• **Exercise goal**
Beginning with the line where "Q: For every instance of the ground" appears, repeat every remaining line of the entries exactly, the last line included.

[Records from a data collection]
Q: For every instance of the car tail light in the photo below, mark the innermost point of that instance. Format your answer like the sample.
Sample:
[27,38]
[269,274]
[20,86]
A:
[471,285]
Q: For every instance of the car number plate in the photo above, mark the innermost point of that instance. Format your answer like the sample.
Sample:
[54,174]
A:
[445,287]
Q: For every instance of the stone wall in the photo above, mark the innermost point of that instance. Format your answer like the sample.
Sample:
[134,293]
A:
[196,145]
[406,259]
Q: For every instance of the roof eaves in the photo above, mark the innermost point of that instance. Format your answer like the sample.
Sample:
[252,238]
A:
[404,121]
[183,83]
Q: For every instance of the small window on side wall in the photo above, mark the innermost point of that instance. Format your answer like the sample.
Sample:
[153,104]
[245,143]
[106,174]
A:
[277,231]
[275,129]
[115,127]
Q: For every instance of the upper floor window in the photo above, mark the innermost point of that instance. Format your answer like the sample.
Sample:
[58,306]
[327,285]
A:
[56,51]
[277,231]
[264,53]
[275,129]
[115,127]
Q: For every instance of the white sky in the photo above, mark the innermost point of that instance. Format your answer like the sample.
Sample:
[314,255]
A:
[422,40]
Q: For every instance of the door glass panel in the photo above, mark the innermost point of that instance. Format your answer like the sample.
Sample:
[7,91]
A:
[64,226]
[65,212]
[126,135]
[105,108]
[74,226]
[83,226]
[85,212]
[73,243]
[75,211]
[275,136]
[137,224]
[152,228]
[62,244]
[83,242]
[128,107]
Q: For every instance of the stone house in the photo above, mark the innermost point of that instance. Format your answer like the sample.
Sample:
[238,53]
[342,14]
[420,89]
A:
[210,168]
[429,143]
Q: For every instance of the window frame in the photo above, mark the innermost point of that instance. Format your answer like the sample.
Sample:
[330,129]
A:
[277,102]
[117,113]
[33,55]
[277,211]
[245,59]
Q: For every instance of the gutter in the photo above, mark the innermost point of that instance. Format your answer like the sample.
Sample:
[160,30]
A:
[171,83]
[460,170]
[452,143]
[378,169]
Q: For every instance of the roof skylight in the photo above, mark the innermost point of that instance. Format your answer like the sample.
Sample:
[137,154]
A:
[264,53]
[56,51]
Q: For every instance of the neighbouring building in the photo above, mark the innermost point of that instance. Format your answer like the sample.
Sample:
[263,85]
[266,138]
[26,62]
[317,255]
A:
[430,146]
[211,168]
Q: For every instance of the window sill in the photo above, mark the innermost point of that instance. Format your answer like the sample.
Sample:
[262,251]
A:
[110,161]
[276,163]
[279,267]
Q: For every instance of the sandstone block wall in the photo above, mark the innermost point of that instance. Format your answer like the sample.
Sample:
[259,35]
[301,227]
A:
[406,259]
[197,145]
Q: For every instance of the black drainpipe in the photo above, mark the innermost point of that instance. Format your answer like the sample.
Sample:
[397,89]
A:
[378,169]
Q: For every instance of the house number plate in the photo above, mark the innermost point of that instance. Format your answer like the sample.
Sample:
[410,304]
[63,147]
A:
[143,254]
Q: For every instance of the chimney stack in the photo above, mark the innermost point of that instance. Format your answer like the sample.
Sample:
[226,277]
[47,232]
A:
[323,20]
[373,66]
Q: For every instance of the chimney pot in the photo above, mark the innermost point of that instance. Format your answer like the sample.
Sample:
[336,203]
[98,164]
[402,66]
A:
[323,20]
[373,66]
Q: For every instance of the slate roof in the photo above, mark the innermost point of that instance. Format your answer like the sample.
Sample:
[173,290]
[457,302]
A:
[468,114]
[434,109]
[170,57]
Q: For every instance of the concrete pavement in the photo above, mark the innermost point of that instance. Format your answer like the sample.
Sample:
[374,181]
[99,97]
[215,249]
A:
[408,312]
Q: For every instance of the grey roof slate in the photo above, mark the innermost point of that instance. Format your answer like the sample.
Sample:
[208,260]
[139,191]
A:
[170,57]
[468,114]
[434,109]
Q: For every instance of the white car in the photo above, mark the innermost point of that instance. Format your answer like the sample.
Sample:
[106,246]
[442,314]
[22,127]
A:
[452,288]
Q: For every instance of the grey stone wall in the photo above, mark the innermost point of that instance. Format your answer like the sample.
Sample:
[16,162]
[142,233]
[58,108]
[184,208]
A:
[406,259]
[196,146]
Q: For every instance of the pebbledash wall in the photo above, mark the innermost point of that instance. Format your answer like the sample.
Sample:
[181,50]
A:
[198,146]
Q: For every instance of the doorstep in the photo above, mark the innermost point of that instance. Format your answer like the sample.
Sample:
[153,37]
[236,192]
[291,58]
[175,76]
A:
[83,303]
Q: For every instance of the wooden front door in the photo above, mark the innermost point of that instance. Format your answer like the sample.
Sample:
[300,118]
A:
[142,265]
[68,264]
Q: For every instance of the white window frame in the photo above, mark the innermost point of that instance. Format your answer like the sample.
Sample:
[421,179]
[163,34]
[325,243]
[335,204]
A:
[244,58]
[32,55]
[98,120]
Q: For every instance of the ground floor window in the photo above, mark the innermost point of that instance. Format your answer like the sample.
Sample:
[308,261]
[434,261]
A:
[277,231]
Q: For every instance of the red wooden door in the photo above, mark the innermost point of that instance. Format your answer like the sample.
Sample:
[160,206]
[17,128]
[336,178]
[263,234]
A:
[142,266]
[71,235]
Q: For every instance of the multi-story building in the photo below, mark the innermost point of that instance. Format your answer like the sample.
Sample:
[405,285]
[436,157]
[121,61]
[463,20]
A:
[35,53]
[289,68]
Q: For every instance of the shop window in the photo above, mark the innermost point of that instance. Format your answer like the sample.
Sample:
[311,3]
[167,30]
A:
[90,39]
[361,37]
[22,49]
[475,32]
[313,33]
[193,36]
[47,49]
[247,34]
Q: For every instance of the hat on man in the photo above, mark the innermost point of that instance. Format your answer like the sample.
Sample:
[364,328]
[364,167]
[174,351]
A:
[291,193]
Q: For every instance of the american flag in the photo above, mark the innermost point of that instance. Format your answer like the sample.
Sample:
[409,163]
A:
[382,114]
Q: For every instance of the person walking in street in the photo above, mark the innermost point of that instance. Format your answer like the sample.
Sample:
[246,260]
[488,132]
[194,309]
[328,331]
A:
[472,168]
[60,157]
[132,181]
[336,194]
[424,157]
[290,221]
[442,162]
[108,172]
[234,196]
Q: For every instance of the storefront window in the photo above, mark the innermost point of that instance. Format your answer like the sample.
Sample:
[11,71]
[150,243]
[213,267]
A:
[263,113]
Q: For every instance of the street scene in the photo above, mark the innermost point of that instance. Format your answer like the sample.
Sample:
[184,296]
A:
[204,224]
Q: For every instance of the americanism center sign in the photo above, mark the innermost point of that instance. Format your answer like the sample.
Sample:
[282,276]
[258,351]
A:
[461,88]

• **The output**
Q: For every instance of the ground floor window in the photo above, mark the innermost point of that instance. Format your answer like the sample.
Sample:
[308,261]
[434,261]
A:
[277,231]
Q: For every instance of the red wooden door in the photo above, mark the innermost point of that instance. Format your answer like the sample.
Sample:
[160,206]
[17,128]
[336,178]
[263,234]
A:
[142,266]
[71,235]
Q: For every instance of the multi-story building in the photo below, mark the innermost point of that instance. Format your answer like the sample.
Sample:
[405,285]
[436,157]
[121,61]
[463,20]
A:
[35,53]
[289,68]
Q: For every instance of the shop window in the photo above, mark the innermost point of that instance. Format your answer like the sample.
Sample:
[311,3]
[167,30]
A:
[90,39]
[361,37]
[22,49]
[475,32]
[313,33]
[193,36]
[47,49]
[247,34]
Q: For every instance of the hat on man in the photo above, mark the innermost point of that instance. Format your answer like the sample.
Sample:
[364,328]
[364,167]
[174,351]
A:
[291,193]
Q: For every instance of the american flag in the photo above, mark the innermost point of that instance. Format your answer like the sample.
Sample:
[409,163]
A:
[382,114]
Q: For every instance of the person walking in street in the photo above, mark the innermost point of that instance. Format your answer like the sample.
Sample:
[246,260]
[488,132]
[194,309]
[328,331]
A:
[472,168]
[60,157]
[132,181]
[336,194]
[424,157]
[290,221]
[442,162]
[108,172]
[234,196]
Q: For every instance of the storefront window in the photo above, mark the innermost point of that instance. Format your answer like the sample.
Sample:
[11,71]
[150,243]
[213,267]
A:
[263,113]
Q: For every instance of the street scene in the photo above, mark the innermost point of that instance. Format your answer like the sample.
Sample:
[184,296]
A:
[204,224]
Q: For every instance of the americanism center sign in the photo above, mark the innermost point of that instance. Format your answer like the sample.
Sample:
[282,276]
[258,351]
A:
[461,88]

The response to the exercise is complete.